Excerpt –
════════════════
It is amid the holiday of Sukkot that we become privy to God and God’s wonders in ways that are unique and lasting. Following the theological heaviness of Yom Kippur, we leave the sanctuary for the sukkah and all that it offers: air, possibility, and physical and spiritual replenishment. In the sukkah, gazing up at an autumn sky, we feel the sheer size of the natural universe of which we are a tiny part. Stars stretch from one end of the sky to the other. A large Tishrei moon shines down bright. Indeed, Sukkot, perhaps unlike any other holiday, urges us to see our world as more than errands, more than angst, more than unnerving news cycles, but as a sprawling collection of diverse people and places, past and present, and myriad miracles and beauty.
════════════════
Supplied information –

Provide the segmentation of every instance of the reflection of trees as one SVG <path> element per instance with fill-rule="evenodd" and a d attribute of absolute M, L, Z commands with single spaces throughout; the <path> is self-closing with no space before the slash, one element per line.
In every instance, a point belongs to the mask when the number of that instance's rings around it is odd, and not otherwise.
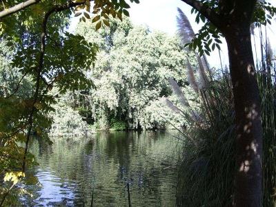
<path fill-rule="evenodd" d="M 160 132 L 103 132 L 94 139 L 59 139 L 52 150 L 39 157 L 40 168 L 49 166 L 61 182 L 77 183 L 76 204 L 90 204 L 95 177 L 95 204 L 127 205 L 126 181 L 130 181 L 136 206 L 173 206 L 175 180 L 171 164 L 171 139 Z M 39 154 L 39 147 L 34 147 Z M 47 155 L 44 157 L 44 155 Z M 165 165 L 161 166 L 161 164 Z"/>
════════════════
Parts of the exercise –
(a) Please write out the Sukkot passage from "It is amid the" to "miracles and beauty.", word for word.
(b) Extend the passage on Sukkot past its final sentence, continuing in the same voice.

Answers for the exercise –
(a)
It is amid the holiday of Sukkot that we become privy to God and God’s wonders in ways that are unique and lasting. Following the theological heaviness of Yom Kippur, we leave the sanctuary for the sukkah and all that it offers: air, possibility, and physical and spiritual replenishment. In the sukkah, gazing up at an autumn sky, we feel the sheer size of the natural universe of which we are a tiny part. Stars stretch from one end of the sky to the other. A large Tishrei moon shines down bright. Indeed, Sukkot, perhaps unlike any other holiday, urges us to see our world as more than errands, more than angst, more than unnerving news cycles, but as a sprawling collection of diverse people and places, past and present, and myriad miracles and beauty.

(b)
Tractate Sukkah of the Babylonian Talmud expounds on the many wide-ranging building sites, sizes, and parameters of a kosher sukkah, all in an effort to encourage us to create our own and dwell within it during the holiday. God commands us into the sukkah precisely so that we can be shaken from routine and potential small-mindedness, and experience anew the grandeur of our world and all that it means to be a part of it. We therefore embark on a brand new year, 5779, with renewed zeal, gratitude, and a sense of wonder.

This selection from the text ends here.